---- GIVEN RECORDS

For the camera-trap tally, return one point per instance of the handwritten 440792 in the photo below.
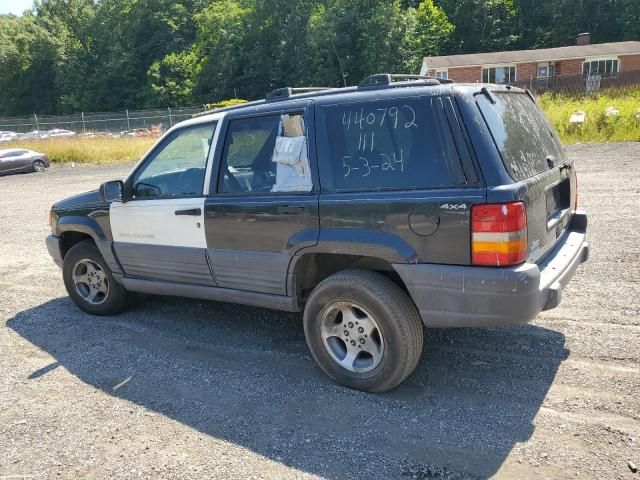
(373, 154)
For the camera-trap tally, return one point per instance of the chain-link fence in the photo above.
(113, 122)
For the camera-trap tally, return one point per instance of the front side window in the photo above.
(602, 67)
(392, 145)
(265, 154)
(177, 167)
(500, 75)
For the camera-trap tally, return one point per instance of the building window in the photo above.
(442, 73)
(606, 67)
(546, 70)
(502, 74)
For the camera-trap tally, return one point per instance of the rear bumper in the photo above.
(456, 296)
(53, 246)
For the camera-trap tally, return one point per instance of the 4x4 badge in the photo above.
(454, 206)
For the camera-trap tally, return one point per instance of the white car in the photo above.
(8, 136)
(58, 132)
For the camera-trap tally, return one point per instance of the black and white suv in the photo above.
(374, 209)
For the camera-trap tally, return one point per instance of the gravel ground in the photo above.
(180, 388)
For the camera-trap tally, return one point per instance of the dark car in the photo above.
(21, 160)
(374, 209)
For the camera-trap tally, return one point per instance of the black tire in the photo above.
(38, 166)
(395, 314)
(115, 301)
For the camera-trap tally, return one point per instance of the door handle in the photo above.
(196, 212)
(290, 210)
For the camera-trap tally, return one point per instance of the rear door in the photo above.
(263, 205)
(534, 158)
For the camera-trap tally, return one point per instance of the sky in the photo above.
(15, 6)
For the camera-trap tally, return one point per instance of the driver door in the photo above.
(159, 233)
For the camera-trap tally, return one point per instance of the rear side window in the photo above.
(401, 143)
(522, 133)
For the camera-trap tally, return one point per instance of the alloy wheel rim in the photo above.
(352, 337)
(90, 281)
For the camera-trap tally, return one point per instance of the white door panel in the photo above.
(154, 222)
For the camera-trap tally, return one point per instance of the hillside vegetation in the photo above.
(598, 128)
(68, 56)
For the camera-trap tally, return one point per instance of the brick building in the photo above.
(584, 59)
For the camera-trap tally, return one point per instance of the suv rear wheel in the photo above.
(89, 281)
(363, 330)
(38, 166)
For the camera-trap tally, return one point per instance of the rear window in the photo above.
(390, 144)
(522, 133)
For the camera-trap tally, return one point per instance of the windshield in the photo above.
(522, 133)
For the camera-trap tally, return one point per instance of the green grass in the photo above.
(88, 150)
(597, 128)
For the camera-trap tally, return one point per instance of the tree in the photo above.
(27, 66)
(172, 80)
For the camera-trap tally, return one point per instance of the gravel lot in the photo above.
(180, 388)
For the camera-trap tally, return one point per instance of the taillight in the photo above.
(498, 234)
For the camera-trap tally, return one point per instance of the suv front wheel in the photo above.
(89, 281)
(363, 330)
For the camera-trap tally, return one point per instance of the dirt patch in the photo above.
(181, 388)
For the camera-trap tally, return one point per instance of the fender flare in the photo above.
(89, 226)
(357, 242)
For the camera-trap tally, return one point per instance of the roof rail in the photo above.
(286, 92)
(386, 79)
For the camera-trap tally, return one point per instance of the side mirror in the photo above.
(112, 191)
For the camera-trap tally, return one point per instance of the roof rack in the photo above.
(386, 79)
(286, 92)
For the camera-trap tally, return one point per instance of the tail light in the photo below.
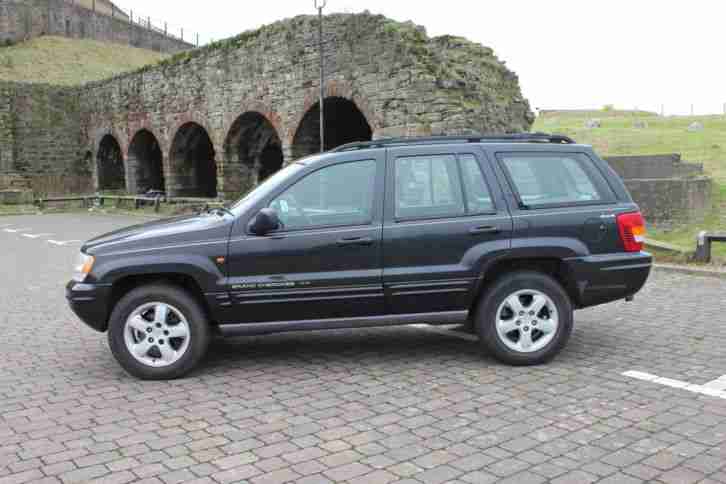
(632, 231)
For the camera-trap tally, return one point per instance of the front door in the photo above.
(445, 217)
(326, 260)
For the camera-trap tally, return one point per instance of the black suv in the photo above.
(508, 234)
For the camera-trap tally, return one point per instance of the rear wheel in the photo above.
(525, 318)
(158, 332)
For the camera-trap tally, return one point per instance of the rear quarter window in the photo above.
(555, 179)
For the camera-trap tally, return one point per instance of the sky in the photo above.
(657, 55)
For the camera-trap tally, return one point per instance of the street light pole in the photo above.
(320, 5)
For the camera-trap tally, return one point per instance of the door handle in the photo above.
(487, 229)
(355, 241)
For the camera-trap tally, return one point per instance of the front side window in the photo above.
(428, 187)
(478, 197)
(554, 179)
(339, 195)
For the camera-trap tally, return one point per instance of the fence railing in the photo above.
(141, 20)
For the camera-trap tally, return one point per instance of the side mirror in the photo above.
(265, 222)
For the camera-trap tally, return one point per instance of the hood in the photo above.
(159, 233)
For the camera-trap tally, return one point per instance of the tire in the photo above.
(169, 317)
(533, 339)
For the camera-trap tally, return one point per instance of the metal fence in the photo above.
(159, 26)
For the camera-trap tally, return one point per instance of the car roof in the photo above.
(518, 138)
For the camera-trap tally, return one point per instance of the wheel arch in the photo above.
(187, 283)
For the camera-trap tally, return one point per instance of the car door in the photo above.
(326, 260)
(445, 216)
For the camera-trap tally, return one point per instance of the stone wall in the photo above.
(667, 189)
(24, 19)
(654, 166)
(672, 200)
(384, 79)
(40, 132)
(215, 121)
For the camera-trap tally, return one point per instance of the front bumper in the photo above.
(90, 303)
(601, 279)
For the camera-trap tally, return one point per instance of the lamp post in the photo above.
(320, 5)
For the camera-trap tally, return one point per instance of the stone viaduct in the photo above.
(217, 120)
(213, 122)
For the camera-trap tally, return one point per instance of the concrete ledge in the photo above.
(691, 270)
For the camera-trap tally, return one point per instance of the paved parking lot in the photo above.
(372, 406)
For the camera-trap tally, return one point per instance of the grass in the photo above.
(619, 136)
(70, 62)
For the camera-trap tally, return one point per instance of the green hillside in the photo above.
(69, 62)
(618, 135)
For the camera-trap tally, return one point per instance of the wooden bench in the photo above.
(703, 249)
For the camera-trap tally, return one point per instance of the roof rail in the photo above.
(492, 138)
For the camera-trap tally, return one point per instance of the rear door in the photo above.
(444, 217)
(559, 195)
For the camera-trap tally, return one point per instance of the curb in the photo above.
(690, 271)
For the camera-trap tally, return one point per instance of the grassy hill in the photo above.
(619, 136)
(62, 61)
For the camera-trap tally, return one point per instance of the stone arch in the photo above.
(145, 163)
(110, 171)
(344, 123)
(253, 149)
(192, 164)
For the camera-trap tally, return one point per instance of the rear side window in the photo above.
(549, 179)
(428, 187)
(478, 197)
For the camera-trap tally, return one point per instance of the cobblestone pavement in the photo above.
(372, 406)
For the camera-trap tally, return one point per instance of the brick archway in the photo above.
(334, 89)
(192, 165)
(145, 163)
(252, 152)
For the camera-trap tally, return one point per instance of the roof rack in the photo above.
(493, 138)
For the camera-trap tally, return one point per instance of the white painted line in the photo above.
(446, 332)
(62, 243)
(35, 236)
(715, 388)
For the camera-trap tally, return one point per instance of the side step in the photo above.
(257, 329)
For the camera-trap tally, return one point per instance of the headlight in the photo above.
(83, 267)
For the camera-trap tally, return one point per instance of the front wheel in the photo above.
(525, 318)
(158, 332)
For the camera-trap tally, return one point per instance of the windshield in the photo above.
(263, 189)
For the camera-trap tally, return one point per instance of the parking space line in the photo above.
(715, 388)
(36, 236)
(62, 243)
(446, 332)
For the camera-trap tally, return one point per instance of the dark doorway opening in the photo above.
(145, 163)
(110, 165)
(344, 123)
(192, 163)
(253, 143)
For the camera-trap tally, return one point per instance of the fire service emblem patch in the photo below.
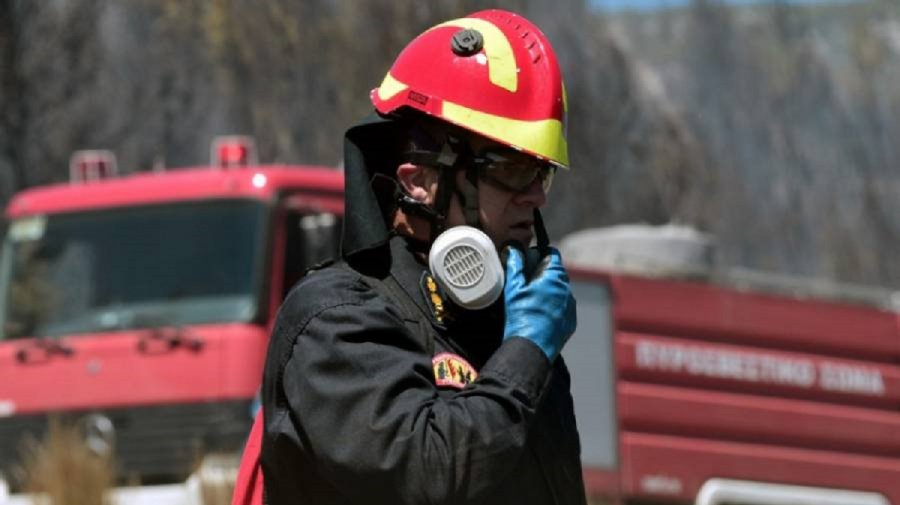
(452, 370)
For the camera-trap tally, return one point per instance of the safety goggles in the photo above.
(512, 170)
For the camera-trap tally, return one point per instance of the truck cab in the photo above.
(139, 307)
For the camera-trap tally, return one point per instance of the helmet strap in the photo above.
(468, 197)
(540, 233)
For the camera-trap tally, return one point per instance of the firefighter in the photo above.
(385, 382)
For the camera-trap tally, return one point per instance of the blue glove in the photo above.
(543, 309)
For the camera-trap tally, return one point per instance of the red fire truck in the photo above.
(141, 305)
(737, 388)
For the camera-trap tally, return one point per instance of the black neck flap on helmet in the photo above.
(373, 150)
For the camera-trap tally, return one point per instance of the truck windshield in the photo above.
(132, 268)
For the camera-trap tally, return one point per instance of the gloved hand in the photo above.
(541, 309)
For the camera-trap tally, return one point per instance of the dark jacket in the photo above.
(354, 413)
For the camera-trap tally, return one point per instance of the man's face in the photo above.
(505, 213)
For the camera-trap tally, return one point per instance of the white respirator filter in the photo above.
(465, 264)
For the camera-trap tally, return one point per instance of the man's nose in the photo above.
(533, 195)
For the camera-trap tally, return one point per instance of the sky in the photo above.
(618, 5)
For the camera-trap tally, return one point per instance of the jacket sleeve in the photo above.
(360, 388)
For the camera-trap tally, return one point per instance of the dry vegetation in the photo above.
(771, 127)
(62, 470)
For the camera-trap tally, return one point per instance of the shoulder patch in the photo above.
(433, 297)
(452, 370)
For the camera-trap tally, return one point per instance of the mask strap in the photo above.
(540, 233)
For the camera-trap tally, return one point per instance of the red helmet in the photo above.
(493, 73)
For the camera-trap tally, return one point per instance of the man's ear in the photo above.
(415, 181)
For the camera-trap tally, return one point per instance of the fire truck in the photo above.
(140, 306)
(729, 388)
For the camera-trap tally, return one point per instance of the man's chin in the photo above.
(523, 237)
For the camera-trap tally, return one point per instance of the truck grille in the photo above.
(153, 445)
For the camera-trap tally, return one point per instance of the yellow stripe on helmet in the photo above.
(502, 69)
(543, 137)
(390, 87)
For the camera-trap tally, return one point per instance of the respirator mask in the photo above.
(465, 264)
(469, 270)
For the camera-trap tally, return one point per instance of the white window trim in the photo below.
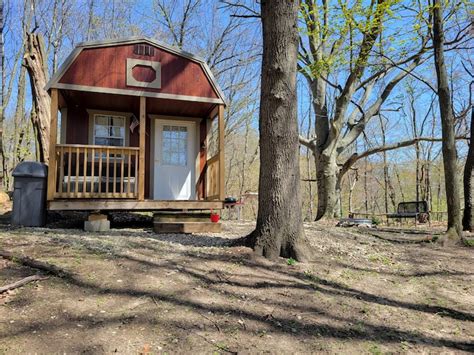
(94, 113)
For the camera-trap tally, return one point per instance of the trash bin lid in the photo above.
(31, 169)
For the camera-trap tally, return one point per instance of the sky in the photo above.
(118, 19)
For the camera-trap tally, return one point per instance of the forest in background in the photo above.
(227, 35)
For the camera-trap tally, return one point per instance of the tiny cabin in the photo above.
(135, 125)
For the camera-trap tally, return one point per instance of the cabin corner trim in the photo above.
(54, 81)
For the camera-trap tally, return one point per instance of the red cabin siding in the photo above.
(106, 67)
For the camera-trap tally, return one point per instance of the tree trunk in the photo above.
(2, 93)
(36, 64)
(327, 176)
(467, 221)
(279, 230)
(454, 231)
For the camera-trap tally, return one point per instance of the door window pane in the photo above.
(174, 145)
(109, 130)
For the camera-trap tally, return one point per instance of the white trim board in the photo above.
(150, 94)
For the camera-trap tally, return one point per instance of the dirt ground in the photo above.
(133, 291)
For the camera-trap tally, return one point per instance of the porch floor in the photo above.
(132, 205)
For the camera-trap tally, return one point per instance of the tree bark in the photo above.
(467, 221)
(454, 231)
(36, 64)
(279, 230)
(327, 177)
(2, 93)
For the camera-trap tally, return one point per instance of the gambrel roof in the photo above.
(106, 67)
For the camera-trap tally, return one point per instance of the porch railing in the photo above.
(91, 171)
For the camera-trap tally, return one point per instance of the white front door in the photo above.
(175, 159)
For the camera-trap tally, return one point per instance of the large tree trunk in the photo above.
(279, 230)
(467, 221)
(327, 176)
(36, 64)
(447, 125)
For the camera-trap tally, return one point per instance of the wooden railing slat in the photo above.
(100, 170)
(61, 170)
(89, 183)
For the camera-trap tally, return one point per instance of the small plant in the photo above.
(291, 261)
(376, 221)
(375, 350)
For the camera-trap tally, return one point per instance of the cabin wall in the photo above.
(77, 132)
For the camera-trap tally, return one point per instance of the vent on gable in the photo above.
(144, 49)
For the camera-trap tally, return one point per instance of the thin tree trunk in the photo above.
(2, 101)
(35, 62)
(454, 231)
(327, 175)
(279, 230)
(467, 221)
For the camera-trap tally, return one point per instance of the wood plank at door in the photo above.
(53, 133)
(221, 153)
(141, 163)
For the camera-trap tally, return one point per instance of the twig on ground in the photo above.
(210, 320)
(35, 264)
(22, 282)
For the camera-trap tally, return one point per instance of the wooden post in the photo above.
(221, 153)
(141, 163)
(53, 133)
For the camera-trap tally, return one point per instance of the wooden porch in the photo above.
(96, 177)
(131, 205)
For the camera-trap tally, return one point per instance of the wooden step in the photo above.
(171, 217)
(187, 227)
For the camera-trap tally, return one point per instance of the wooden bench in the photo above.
(418, 210)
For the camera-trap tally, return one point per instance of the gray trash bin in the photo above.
(29, 194)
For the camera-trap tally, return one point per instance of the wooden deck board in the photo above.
(131, 205)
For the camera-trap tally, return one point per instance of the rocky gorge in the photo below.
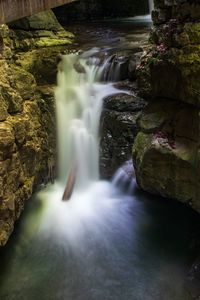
(28, 62)
(153, 118)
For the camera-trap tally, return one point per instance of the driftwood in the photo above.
(70, 184)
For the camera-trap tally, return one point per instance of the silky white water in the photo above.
(105, 243)
(151, 6)
(79, 101)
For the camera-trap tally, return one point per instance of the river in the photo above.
(105, 243)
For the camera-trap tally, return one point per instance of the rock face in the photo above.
(27, 112)
(98, 9)
(118, 130)
(166, 150)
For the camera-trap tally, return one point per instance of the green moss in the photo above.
(193, 31)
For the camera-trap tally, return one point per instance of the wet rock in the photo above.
(166, 150)
(41, 21)
(193, 280)
(168, 145)
(118, 130)
(27, 117)
(121, 66)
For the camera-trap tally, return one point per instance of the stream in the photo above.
(105, 243)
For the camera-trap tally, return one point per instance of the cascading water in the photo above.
(79, 101)
(103, 243)
(151, 5)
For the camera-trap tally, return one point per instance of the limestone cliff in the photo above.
(166, 151)
(28, 59)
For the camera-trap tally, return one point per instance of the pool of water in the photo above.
(103, 244)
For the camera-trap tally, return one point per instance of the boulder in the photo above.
(166, 151)
(118, 130)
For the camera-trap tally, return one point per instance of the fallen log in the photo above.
(70, 184)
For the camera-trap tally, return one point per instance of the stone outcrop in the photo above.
(118, 130)
(99, 9)
(166, 151)
(28, 59)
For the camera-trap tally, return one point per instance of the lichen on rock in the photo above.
(28, 56)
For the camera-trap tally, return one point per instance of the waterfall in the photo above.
(78, 101)
(151, 6)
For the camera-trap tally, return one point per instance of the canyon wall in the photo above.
(28, 60)
(98, 9)
(166, 151)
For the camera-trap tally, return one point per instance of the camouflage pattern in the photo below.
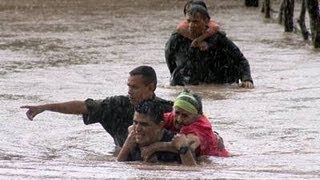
(115, 114)
(223, 62)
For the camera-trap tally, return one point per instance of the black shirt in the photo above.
(162, 156)
(115, 114)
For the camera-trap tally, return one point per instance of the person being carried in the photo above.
(147, 129)
(113, 113)
(183, 27)
(221, 63)
(188, 121)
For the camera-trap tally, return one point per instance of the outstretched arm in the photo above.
(127, 147)
(71, 107)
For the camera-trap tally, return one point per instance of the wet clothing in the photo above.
(115, 114)
(201, 128)
(223, 62)
(162, 156)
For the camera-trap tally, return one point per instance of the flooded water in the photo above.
(59, 50)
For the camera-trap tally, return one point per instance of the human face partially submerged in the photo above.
(183, 117)
(138, 90)
(146, 131)
(197, 24)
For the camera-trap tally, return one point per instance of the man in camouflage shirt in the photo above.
(113, 113)
(220, 62)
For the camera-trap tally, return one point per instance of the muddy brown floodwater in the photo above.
(59, 50)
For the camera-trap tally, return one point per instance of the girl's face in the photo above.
(182, 117)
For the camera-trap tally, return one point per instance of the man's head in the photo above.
(187, 107)
(142, 83)
(148, 122)
(198, 18)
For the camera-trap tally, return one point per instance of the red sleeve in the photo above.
(208, 140)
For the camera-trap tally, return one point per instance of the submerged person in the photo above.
(221, 63)
(148, 129)
(114, 113)
(188, 121)
(183, 27)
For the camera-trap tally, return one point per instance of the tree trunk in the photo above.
(288, 15)
(254, 3)
(314, 14)
(267, 9)
(281, 10)
(301, 21)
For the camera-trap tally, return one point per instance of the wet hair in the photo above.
(195, 9)
(198, 105)
(188, 5)
(151, 108)
(147, 72)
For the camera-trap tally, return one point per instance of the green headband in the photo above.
(187, 102)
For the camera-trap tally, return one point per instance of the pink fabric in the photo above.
(201, 128)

--------

GIVEN EXERCISE:
Repeat the line containing "hair in the photo above." and all subsequent lines through the final line of the data, exactly and with no others.

COMPLETE RESPONSE:
For the camera-trap tally, return one point per instance of the wet hair in the photo above.
(195, 9)
(198, 105)
(188, 5)
(151, 108)
(147, 72)
For the camera-trap tally, return one point per instance of the green headband in the photo above.
(187, 102)
For the camera-trap tally, return one point per instance of the pink fabric in the photo above.
(201, 128)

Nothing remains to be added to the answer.